### [Goal]
Reproduce everything from the start of the items down through the line that contains "680], [649, 245, 997, 377]]", keeping every line unchanged.

### [Information provided]
※ ※ ※

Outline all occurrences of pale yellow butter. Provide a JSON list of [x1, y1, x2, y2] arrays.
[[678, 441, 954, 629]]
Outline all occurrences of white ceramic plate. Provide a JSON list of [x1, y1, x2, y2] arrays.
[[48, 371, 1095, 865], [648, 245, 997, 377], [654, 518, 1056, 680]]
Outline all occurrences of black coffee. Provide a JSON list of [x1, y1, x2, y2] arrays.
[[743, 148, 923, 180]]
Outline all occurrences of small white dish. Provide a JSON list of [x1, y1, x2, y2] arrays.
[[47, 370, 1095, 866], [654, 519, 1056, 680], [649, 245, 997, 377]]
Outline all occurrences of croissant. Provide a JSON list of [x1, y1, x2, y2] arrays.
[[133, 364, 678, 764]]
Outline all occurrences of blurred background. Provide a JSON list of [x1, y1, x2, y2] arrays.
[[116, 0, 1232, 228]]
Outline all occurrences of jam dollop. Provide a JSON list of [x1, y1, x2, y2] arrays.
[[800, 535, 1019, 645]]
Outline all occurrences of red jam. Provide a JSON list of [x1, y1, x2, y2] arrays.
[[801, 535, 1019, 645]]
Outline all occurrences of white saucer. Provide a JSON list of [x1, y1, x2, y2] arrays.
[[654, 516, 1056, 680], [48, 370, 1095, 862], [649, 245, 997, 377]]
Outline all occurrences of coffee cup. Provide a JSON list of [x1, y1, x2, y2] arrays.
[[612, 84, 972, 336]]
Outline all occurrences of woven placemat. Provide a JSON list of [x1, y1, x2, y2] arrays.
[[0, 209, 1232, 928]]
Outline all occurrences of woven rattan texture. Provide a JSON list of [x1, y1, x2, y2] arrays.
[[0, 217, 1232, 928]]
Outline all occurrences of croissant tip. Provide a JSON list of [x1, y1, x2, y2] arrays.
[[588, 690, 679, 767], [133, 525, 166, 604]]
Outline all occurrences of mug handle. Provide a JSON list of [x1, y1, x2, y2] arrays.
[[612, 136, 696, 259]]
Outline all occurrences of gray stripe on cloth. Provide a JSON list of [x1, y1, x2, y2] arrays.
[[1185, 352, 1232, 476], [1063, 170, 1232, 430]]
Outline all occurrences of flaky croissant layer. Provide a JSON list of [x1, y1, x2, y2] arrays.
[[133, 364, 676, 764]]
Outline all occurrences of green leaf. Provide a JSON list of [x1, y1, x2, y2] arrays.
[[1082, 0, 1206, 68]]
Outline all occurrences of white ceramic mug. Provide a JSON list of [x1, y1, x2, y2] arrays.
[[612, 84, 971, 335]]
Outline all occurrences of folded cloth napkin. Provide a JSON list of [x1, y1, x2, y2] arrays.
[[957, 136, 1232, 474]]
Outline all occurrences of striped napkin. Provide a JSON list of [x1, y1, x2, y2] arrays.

※ ※ ※

### [Complete answer]
Outline all occurrences of pale yellow butter. Provide a JSON list of [x1, y1, x2, y2] arrays.
[[678, 441, 954, 629]]
Outline all occurrences of white ceramic plate. Provide a JSON list of [x1, y1, x2, y2] arrays.
[[48, 371, 1095, 865], [648, 245, 997, 377], [654, 518, 1056, 680]]
Outline all occurrences of black coffee. Provide a JSON list of [x1, y1, x2, y2] arrays.
[[743, 148, 923, 180]]
Outline all occurrences of small white dish. Provide a JSON list of [x1, y1, x2, y2] arrays.
[[47, 370, 1095, 866], [654, 519, 1056, 680], [649, 245, 997, 377]]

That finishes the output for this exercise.